*** Opening SELECTED TEXT ***

CLOC: Solidarity With the People and Their Struggles
Quito, Ecuador, October 8-16, 2010
Since September 11, 2001, with the fall of the twin towers, the USA has dealt a planetwide blow, and American power has become a global state of domination. It imposes on the planet a strategy of violent repression that employs diverse mechanisms such as open war, the wars on drugs, terror, and crime, paramilitarism, and humanitarian aid for disaster relief. In this way, social struggles and movements are criminalized.
With this end, American military bases have been expanded and cooperative operations between the US, NATO, and the police and armed forces of our countries have been reinforced. At the same time, we see on our continent the resurgence of groups determined to incite coups, who had success in Honduras due to the strong support of the United States, but who were defeated by popular mobilization in Bolivia, Venezuela, and Ecuador. The organizations of CLOC will remain mobilized and on alert to impede new groups of this kind.
The people are constantly being forced into mass migrations, so that big business can count on having industrial armies on reserve. The move from the country to the city is due to the scarcity and dispossession of land, military and paramilitary action, the loss of productive goods, poor quality of life, and the climate crisis. The result of this migration is the formation of strings of poverty in the cities, which many endure, living in misery and begging on the streets to feed their children. Transnational immigrants don’t have the same rights as local workers, including the rights to health and education, and their children are often without nationality.

*** Closing SELECTED TEXT ***

> **REQUIRED WORK**
Continue the CLOC declaration on solidarity with the people and their struggles, beginning after its final paragraph on forced migration.

*** Opening MATERIAL SHOWN ***

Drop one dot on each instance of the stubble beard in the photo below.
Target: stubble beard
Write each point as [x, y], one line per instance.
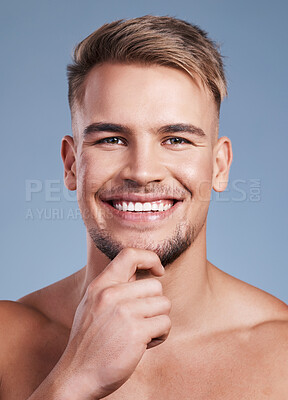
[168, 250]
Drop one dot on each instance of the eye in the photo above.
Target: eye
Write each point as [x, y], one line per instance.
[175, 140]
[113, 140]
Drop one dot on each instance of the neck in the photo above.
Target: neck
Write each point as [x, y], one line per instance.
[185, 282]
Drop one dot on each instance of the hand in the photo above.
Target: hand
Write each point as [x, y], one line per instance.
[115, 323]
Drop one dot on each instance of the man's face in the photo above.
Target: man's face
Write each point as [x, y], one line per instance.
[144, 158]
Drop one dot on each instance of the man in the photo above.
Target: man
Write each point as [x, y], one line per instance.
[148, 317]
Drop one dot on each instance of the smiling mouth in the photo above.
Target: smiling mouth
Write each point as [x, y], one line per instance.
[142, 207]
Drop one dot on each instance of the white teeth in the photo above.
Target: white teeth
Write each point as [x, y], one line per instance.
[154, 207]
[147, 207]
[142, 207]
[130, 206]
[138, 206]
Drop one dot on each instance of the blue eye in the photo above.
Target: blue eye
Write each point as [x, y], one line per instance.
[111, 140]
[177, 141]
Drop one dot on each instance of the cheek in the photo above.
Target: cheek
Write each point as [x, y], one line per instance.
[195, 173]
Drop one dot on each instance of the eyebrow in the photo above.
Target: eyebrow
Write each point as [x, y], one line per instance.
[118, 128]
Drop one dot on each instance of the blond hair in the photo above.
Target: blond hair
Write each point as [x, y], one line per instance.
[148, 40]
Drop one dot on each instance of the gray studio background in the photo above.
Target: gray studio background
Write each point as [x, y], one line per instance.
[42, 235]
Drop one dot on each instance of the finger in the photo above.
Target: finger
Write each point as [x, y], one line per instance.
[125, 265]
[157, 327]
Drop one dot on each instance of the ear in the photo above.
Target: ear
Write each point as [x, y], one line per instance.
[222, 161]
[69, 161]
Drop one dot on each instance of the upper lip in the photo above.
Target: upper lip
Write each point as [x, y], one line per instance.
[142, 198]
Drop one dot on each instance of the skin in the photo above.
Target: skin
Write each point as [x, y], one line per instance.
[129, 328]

*** Closing MATERIAL SHOWN ***
*** Opening MATERIAL SHOWN ***

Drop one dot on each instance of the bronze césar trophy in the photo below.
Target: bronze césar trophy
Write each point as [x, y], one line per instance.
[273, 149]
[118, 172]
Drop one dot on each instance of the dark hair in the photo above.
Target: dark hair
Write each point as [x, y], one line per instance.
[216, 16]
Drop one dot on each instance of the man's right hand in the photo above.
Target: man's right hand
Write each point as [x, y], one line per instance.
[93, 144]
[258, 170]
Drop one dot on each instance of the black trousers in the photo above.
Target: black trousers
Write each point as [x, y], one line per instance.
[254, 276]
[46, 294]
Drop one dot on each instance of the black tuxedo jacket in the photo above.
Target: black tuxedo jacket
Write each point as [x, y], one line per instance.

*** Closing MATERIAL SHOWN ***

> **OUTPUT FOR THIS TASK**
In general on the Latin American continent, the human rights of farmers, Natives, and African-descendant people have been violated systematically and persistently by dominant powers bound up with national and transnational capital, like a historical inheritance from the Conquista. Today, it is a strategy of capitalism to disarticulate and destroy popular struggles and appropriate natural goods, to guarantee their looting from mines to the open sky, by means of dams, the massive exploitation of the ocean, the forced displacement of Native people, genetically modified monocultivation, and monopolistic control of food. The violation of human rights has become a state policy in many countries, including in their constitutional law. Femicide is the deepest and gravest form of human rights violation in Latin America, employing systematic kidnapping, rape, and murder.
The human rights of farmers, Native, and African-descendant peoples are systematically and persistently violated in Colombia, Peru, Honduras, Chile, the Dominican Republic, Haiti, Mexico and Panama. The assassinations and disappearances of unionists and social leaders and the forced displacement of hundreds of thousands of farmers are recurrent.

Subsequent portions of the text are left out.